[Your instructions]: Starting at the line with "Where can the pale", copy each line through the last one below exactly as written, without any pictures.

[Extracted data entries]:
┌──
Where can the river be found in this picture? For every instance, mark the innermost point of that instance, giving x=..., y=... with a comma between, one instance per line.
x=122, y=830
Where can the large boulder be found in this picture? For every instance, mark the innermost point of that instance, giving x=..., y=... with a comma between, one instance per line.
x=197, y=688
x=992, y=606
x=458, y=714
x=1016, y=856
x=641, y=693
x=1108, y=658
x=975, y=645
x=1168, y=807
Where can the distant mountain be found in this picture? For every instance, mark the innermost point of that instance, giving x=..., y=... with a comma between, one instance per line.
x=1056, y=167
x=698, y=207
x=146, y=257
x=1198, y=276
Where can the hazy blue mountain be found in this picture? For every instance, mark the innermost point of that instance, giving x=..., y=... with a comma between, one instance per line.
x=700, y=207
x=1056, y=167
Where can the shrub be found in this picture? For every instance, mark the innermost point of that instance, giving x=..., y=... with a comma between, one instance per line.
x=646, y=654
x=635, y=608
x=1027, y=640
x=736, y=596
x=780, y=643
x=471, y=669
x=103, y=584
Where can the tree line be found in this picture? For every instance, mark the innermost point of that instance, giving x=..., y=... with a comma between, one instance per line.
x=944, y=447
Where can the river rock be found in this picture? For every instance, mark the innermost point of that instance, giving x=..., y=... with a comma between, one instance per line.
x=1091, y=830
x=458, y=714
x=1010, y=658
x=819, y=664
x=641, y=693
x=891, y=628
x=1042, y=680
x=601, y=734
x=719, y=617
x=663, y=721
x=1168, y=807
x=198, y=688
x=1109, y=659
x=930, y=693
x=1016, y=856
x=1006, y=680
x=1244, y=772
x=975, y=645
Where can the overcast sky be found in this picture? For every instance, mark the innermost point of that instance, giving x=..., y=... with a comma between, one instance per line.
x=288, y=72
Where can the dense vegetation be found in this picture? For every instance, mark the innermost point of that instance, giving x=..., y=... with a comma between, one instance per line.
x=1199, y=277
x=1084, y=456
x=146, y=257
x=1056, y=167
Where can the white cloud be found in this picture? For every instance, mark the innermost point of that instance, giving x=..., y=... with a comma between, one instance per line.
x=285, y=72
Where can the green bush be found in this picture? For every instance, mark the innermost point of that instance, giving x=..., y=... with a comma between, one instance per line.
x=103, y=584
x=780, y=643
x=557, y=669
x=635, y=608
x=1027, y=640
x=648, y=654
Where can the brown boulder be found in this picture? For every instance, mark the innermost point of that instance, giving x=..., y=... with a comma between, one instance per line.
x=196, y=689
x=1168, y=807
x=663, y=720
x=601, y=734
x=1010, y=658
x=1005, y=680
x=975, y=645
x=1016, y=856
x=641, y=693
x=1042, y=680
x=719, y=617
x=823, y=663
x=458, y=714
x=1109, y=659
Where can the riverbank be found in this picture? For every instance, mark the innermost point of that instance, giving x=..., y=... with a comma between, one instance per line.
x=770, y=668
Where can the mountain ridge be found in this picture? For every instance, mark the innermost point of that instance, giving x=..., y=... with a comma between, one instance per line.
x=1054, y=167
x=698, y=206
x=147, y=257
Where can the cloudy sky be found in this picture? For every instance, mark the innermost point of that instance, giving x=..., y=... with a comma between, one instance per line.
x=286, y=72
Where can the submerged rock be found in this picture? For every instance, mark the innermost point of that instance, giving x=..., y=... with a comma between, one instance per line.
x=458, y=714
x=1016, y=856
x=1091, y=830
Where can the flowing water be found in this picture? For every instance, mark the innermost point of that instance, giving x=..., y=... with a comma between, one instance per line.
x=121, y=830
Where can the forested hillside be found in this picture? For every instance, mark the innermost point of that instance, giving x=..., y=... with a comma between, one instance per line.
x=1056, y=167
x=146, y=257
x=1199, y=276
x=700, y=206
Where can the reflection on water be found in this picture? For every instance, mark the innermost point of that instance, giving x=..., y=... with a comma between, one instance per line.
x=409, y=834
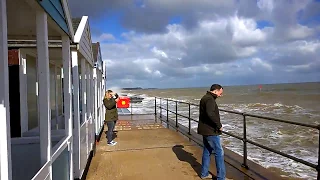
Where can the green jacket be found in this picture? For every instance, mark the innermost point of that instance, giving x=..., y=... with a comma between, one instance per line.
x=111, y=109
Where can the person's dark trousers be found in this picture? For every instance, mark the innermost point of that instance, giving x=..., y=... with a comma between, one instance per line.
x=212, y=145
x=110, y=125
x=115, y=123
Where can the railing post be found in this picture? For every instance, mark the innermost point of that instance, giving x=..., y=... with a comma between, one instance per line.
x=318, y=167
x=155, y=106
x=160, y=108
x=189, y=121
x=176, y=113
x=245, y=165
x=167, y=110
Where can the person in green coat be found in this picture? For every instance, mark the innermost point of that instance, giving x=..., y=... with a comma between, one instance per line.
x=111, y=115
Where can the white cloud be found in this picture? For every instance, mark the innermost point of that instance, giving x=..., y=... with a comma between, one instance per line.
x=245, y=32
x=104, y=37
x=215, y=40
x=258, y=63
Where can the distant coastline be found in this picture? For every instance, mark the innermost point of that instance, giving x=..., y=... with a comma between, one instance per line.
x=137, y=88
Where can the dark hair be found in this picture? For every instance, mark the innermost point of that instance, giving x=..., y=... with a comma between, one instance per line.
x=215, y=87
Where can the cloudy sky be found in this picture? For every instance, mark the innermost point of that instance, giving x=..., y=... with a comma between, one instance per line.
x=192, y=43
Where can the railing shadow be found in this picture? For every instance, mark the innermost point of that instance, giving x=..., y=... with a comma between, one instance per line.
x=188, y=157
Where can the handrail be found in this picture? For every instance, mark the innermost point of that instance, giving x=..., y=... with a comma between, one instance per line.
x=244, y=138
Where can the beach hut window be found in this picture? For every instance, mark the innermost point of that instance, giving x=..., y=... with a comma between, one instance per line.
x=32, y=92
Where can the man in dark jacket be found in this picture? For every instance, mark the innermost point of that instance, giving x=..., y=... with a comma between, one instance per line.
x=111, y=115
x=210, y=128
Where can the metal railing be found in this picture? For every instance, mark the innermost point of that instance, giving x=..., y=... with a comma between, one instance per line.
x=244, y=138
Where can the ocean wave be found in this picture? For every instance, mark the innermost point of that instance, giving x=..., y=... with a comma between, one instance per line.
x=295, y=141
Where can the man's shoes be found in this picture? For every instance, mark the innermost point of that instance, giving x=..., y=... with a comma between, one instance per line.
x=207, y=177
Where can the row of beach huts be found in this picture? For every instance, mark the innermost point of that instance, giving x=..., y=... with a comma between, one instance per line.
x=52, y=82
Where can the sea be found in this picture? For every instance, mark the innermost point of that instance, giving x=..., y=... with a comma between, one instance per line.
x=298, y=102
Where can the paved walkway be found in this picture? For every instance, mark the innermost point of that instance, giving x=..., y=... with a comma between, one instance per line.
x=146, y=150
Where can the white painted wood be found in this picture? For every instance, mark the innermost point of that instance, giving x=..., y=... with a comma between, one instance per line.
x=5, y=141
x=23, y=92
x=60, y=147
x=68, y=18
x=80, y=29
x=84, y=90
x=56, y=124
x=67, y=97
x=88, y=108
x=95, y=97
x=44, y=172
x=67, y=85
x=88, y=77
x=83, y=37
x=76, y=115
x=44, y=87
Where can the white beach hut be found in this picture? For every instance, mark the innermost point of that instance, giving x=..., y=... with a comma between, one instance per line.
x=42, y=133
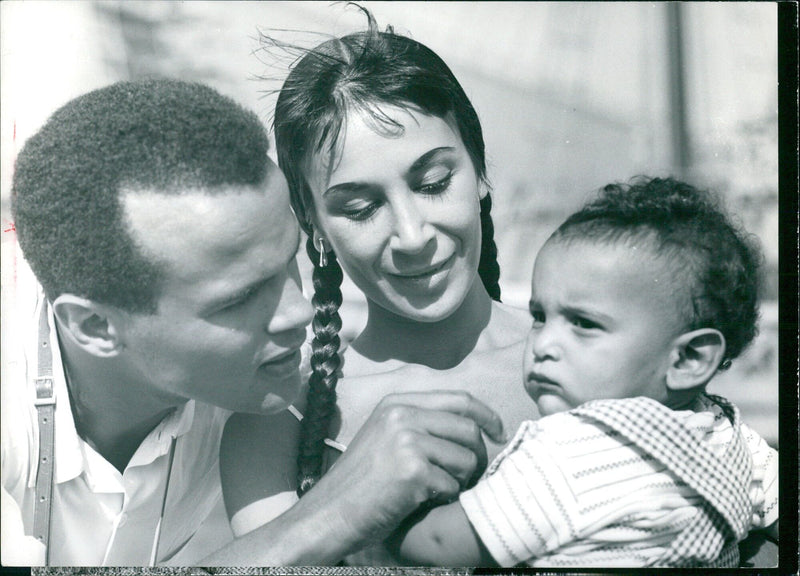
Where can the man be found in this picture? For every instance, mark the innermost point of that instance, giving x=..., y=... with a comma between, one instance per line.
x=163, y=240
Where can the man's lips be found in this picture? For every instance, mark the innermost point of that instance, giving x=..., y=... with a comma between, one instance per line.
x=283, y=364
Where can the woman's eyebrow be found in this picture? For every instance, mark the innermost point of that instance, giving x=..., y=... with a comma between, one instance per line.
x=429, y=157
x=419, y=164
x=346, y=187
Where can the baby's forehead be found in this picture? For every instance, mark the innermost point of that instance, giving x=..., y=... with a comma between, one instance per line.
x=636, y=256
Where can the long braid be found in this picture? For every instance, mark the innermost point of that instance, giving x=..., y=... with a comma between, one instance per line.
x=488, y=268
x=325, y=363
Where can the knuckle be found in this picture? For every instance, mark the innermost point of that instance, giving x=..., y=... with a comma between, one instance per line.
x=395, y=414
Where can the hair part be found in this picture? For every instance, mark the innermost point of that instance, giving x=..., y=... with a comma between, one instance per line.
x=362, y=73
x=156, y=134
x=715, y=263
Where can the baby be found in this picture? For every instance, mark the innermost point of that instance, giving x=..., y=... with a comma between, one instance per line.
x=637, y=301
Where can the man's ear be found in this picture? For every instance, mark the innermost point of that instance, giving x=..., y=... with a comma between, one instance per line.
x=695, y=357
x=483, y=189
x=92, y=326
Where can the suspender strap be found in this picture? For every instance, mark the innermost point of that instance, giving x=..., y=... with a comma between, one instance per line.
x=45, y=407
x=722, y=482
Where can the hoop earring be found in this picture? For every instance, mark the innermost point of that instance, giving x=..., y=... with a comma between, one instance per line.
x=323, y=255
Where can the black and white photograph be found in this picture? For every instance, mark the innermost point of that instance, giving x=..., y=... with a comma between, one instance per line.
x=396, y=287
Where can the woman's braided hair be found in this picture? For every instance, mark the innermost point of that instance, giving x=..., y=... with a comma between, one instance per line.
x=359, y=73
x=325, y=363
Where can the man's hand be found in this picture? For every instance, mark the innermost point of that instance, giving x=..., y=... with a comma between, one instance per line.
x=414, y=448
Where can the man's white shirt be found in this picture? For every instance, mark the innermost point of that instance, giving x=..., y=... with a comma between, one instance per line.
x=99, y=516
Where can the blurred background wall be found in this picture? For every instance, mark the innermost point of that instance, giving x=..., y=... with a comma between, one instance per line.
x=572, y=95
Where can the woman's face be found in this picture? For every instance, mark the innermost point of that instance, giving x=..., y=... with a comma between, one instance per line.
x=402, y=213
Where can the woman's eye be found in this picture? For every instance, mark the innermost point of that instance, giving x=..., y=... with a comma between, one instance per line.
x=437, y=186
x=361, y=212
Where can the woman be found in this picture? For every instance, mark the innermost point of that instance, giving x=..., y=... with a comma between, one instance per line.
x=384, y=157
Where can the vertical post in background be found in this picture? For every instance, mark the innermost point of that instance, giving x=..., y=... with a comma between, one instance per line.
x=681, y=144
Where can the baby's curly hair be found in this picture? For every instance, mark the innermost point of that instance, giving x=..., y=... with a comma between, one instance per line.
x=156, y=134
x=716, y=261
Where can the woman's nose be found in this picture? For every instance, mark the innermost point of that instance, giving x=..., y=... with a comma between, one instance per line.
x=412, y=230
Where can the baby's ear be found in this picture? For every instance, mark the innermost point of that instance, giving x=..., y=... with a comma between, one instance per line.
x=695, y=357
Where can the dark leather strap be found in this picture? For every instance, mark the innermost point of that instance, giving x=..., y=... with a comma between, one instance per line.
x=45, y=407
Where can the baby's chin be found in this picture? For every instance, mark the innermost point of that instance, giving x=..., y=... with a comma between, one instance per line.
x=550, y=403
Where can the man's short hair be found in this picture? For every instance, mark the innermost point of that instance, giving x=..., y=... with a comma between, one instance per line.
x=156, y=135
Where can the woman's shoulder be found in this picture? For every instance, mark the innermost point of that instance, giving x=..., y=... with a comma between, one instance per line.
x=508, y=325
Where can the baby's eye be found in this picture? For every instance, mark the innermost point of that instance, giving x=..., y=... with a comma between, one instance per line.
x=584, y=323
x=538, y=317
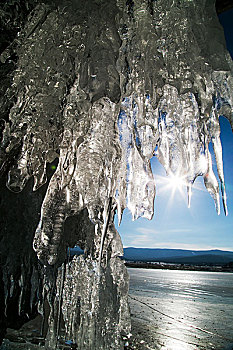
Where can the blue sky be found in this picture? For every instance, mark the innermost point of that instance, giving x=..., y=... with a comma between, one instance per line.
x=174, y=225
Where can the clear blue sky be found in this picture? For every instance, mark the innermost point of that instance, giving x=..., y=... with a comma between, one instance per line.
x=174, y=224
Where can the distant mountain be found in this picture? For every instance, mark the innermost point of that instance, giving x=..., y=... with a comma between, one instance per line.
x=179, y=256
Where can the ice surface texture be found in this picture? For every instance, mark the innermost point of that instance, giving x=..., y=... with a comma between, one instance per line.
x=100, y=85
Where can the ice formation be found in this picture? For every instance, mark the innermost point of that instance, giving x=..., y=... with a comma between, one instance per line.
x=99, y=85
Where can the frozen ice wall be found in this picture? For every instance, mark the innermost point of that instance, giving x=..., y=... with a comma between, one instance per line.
x=99, y=85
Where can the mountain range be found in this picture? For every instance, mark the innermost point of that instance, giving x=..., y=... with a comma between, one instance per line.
x=179, y=256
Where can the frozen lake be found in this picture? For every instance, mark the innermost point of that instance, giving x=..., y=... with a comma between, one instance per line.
x=174, y=310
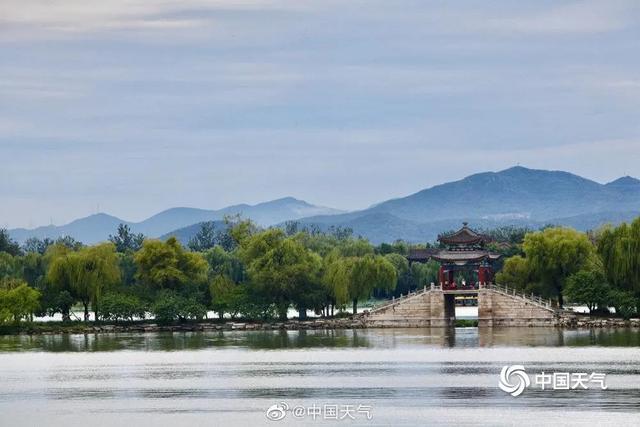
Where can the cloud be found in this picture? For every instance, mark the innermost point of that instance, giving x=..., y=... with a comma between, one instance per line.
x=141, y=105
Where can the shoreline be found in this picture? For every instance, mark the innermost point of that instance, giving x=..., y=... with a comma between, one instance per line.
x=60, y=328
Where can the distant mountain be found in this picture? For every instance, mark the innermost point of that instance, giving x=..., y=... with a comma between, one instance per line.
x=516, y=196
x=91, y=229
x=185, y=234
x=96, y=228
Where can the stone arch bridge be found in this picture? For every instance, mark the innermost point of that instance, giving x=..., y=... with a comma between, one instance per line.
x=435, y=307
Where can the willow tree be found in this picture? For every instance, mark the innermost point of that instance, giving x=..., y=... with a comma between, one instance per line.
x=85, y=274
x=355, y=278
x=169, y=266
x=283, y=271
x=619, y=249
x=556, y=253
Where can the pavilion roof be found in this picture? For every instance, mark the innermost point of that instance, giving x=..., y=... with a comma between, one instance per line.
x=465, y=236
x=464, y=257
x=452, y=256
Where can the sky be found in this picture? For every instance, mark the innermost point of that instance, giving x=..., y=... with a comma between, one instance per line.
x=130, y=106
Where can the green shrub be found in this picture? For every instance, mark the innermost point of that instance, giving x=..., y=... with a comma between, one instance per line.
x=624, y=302
x=17, y=301
x=121, y=307
x=169, y=306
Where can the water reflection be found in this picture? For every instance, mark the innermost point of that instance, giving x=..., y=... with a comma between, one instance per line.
x=281, y=339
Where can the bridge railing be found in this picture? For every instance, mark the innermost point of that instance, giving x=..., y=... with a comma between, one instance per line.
x=547, y=303
x=395, y=300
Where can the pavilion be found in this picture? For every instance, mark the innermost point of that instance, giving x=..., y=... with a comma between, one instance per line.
x=461, y=250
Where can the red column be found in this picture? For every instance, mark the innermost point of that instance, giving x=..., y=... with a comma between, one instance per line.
x=441, y=275
x=481, y=275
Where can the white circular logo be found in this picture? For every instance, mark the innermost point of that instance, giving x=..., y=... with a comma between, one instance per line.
x=513, y=380
x=277, y=412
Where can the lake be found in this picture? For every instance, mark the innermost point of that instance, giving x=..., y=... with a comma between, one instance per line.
x=394, y=376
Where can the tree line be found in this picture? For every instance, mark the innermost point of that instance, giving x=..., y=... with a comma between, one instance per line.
x=238, y=270
x=242, y=271
x=599, y=269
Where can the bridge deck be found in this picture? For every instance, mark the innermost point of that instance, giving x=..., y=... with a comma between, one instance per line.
x=460, y=291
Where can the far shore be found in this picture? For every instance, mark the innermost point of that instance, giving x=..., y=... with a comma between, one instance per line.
x=212, y=325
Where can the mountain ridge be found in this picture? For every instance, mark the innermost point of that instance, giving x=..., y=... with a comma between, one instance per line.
x=97, y=227
x=515, y=196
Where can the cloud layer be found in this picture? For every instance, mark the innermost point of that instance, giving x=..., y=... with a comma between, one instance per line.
x=133, y=106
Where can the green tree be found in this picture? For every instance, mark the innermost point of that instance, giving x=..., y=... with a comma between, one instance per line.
x=125, y=240
x=282, y=270
x=516, y=273
x=17, y=301
x=355, y=278
x=205, y=238
x=588, y=287
x=119, y=306
x=224, y=263
x=226, y=296
x=619, y=248
x=405, y=281
x=7, y=244
x=167, y=265
x=556, y=253
x=85, y=274
x=38, y=246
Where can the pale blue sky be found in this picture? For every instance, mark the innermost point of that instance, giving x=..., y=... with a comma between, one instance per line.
x=136, y=106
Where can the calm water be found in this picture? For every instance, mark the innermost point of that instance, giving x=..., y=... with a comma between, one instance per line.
x=406, y=376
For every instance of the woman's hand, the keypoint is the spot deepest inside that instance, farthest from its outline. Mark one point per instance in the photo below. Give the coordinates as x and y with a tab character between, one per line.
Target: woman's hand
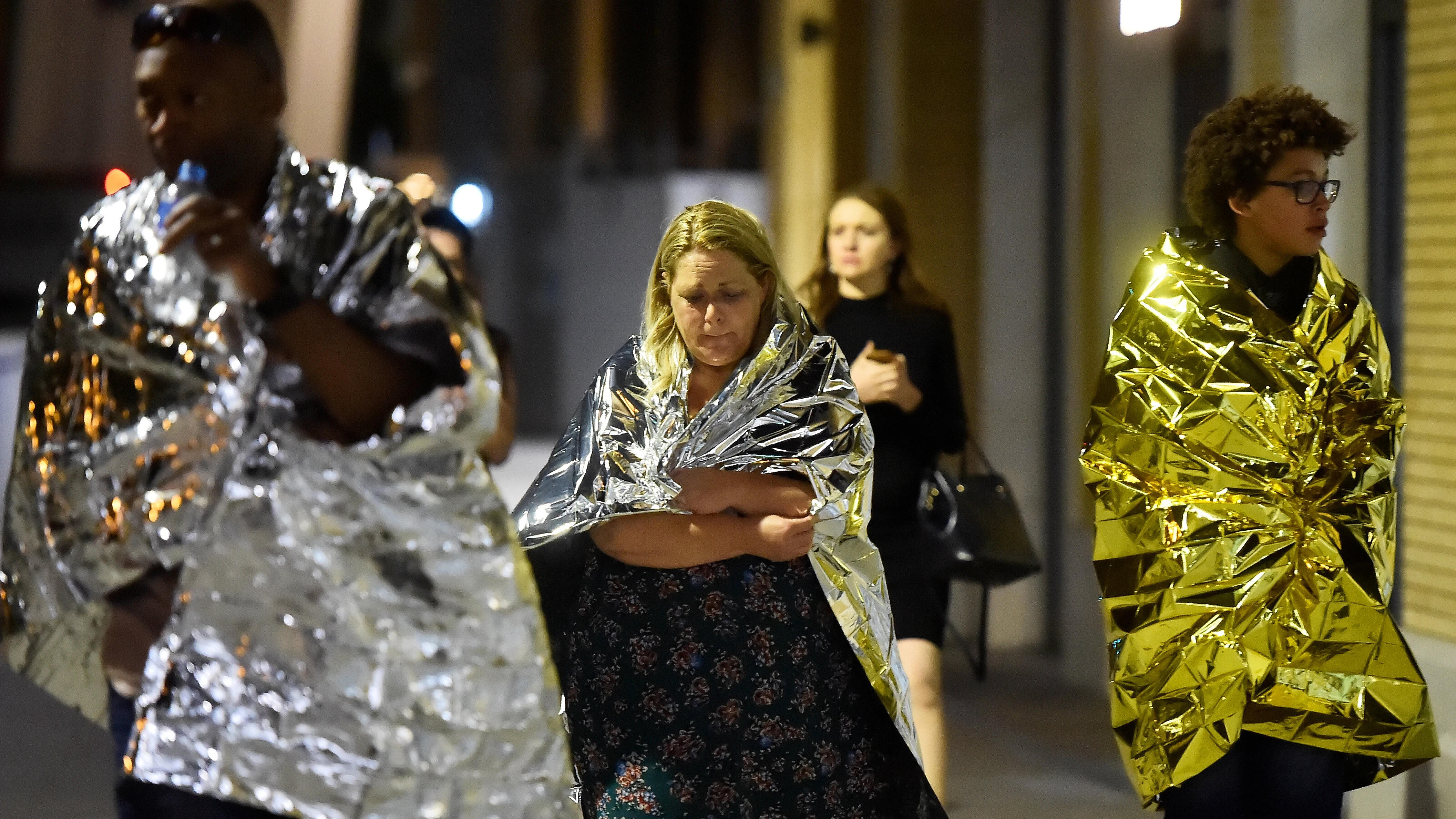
784	538
710	492
881	377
└──
[Written answer]:
Where can the pale blue sky be found in this picture? For every instance, mark the innermost point of that instance, giving x=..., y=... with a comma between, one instance per line.
x=136, y=106
Where can the calm water be found in this picture? For every instance, mark the innermost point of that instance, giving x=..., y=... with a comma between, one instance per line.
x=406, y=376
For every instance of the woman's hand, the keypoint is the spot deepest inside that instance, farthest from its outline. Mark one point per instance in the photo below. Give the coordinates as x and y with a tab character between, one per line.
Target: woman's hand
784	538
710	492
881	377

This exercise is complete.